INSTRUCTIONS FOR THE TASK:
Pick up the essay below on who counts as a Christian and continue it from its final sentence.

SELECTION:
The issue, of course, is that the word Christian begins to lose meaning if it's no longer connected to a historic set of beliefs, practices, or communities. Someone could lie, cheat, steal, pilfer, pillage, incite an attack on the Capitol, etc., and—merely by checking "Yes" on a survey—still be considered a Christian. This is the problem that many Christians have with Donald Trump. There are very few examples one could point to in the former President's faith, life, or beliefs that seem at all similar to historical or modern expressions of Christianity. But the felonious fomenter of insurrection has said that he is a Christian. What does one do with that?
I could simply refuse to believe him. And, for a counter-example, that is what non-affirming Christians do with LGBTQ Christians. There are tens of thousands of gay Christians who actively participate in churches, serve their communities, and refuse to attack the Capitol. However, other Christians would refuse to accept LGBTQ people's self-identification as Christian because of their sexual orientation or gender.
This question runs alongside the "No True Scotsman" fallacy. Millions of Christians support abortion rights. Millions don't. Each could claim of the other, “No true Christian would support such-and-such a policy…” But which Christian gets to decide who is the true Christian? Perhaps they cancel each other out, and there are no true Christians.
If someone calls themselves a Christian, then I think, at least in terms of demographic identification, they are indeed a Christian. If you tell me you're a Christian, I will believe you.
Behavior
But perhaps what someone is asking is not merely about identification but about how someone lives their life. Their orthopraxy. Are they living their life in such a way that someone could compare it to how other Christians—perhaps the first Christians—have lived throughout the centuries and see some sort of match?
This is just as tough of a question because there have been a ton of different Christians who have lived a ton of different ways. We're not too far off from the" No True Christian" sort of fallacy.

Items listed in a dataset
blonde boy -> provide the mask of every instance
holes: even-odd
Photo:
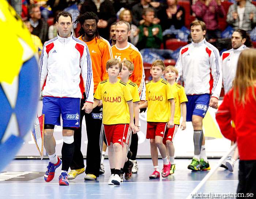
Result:
[[[94,108],[102,100],[102,123],[111,171],[109,184],[118,185],[121,182],[122,147],[126,149],[129,131],[133,131],[135,128],[132,97],[126,83],[117,78],[121,70],[122,65],[118,59],[110,59],[108,61],[106,70],[109,78],[99,84],[93,104]]]
[[[134,70],[134,65],[132,62],[128,59],[123,60],[121,63],[122,63],[122,70],[119,73],[119,77],[121,78],[121,80],[127,83],[127,86],[128,87],[132,97],[135,121],[135,128],[133,133],[136,133],[140,130],[139,126],[139,102],[140,100],[138,91],[138,86],[136,83],[129,79],[129,78],[132,74]],[[132,135],[131,135],[130,138],[131,138],[132,136]],[[130,141],[131,140],[130,138]],[[130,145],[130,141],[128,144],[128,148]],[[123,160],[122,165],[123,166],[124,166],[124,172],[125,173],[124,177],[125,180],[129,180],[132,176],[132,169],[133,163],[128,160],[126,156],[127,153],[126,150],[124,148],[123,148]]]
[[[163,161],[162,176],[165,177],[170,174],[171,164],[167,159],[166,148],[163,144],[166,126],[174,126],[175,105],[170,85],[161,78],[165,73],[165,66],[161,60],[156,60],[152,63],[150,73],[153,80],[146,85],[146,102],[139,105],[139,108],[148,107],[146,138],[150,139],[150,150],[154,171],[150,179],[160,177],[158,166],[159,149]]]
[[[174,127],[167,129],[163,139],[163,143],[166,147],[171,163],[170,174],[174,173],[176,165],[174,163],[174,148],[173,145],[173,138],[180,125],[181,117],[181,106],[182,109],[183,120],[181,124],[181,128],[183,130],[186,129],[186,118],[187,106],[186,102],[188,99],[185,93],[184,87],[176,83],[178,78],[178,72],[173,66],[169,66],[165,68],[165,77],[171,85],[171,90],[174,97],[175,103],[175,112],[174,114]]]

OUTPUT BELOW:
But you could likely find a consensus on a few basic behaviors. For instance: prayer; some sort of engagement with a holy text; some kind of attendance of worship services; perhaps some form of generosity or service.
Then again, lots of folks pray, engage with a holy text, attend a worship service, and are generous...and are Jews, Muslims, or Hindu.
Perhaps the behavior needs to line up with the fruit of the Spirit of Galatians 5: love, joy, peace, kindness, etc. But there are plenty of loving and kind people who aren't Christian. And plenty of Christians who aren't particular kind.
So perhaps the behavior must be associated with—
Belief
Perhaps what we mean by "Are they Christian?" is "Do they believe in what Christians believe in?"
On the one hand, I do believe that there is a consensus of what Christians have typically, historically believed in.[1] But for just about every tenet of belief you could list, you can probably find a community of self-identified Christians who didn't believe in some particular idea.
You could probably claim that Christians believe something about the importance of Christ. But that's about as far as you can go without running into someone who disagrees. There are Christians who think Jesus of Nazareth is divine, some who don't. Some who think he's alive today; some who don't. And so on.
The famous phrase trying to clear this up is, "In essentials, unity; in non-essentials, liberty; in all things, charity." [2] But who gets to determine what the essentials and non-essentials are? That question leads to:
Belonging
Perhaps the definition of Christian has more to do with a communal identity than anything else. In churches that practice infant baptism (Lutheran, Reformed, Methodist, Presbyterian, Roman Catholic, Orthodox), salvation is not something one chooses. It is an inheritance you are born into. Baptism is not about what a person decides; it is a recognition of what God has already done.
Here, we are venturing into biblical themes of covenant communities, and perhaps the closest to how I myself would define "salvation." An ancient Israelite was "saved" by virtue of having been exodus'd from Egypt—or being the offspring of someone who was. Salvation was not about belief, identification, or even (at first) behavior. It was a fact of history.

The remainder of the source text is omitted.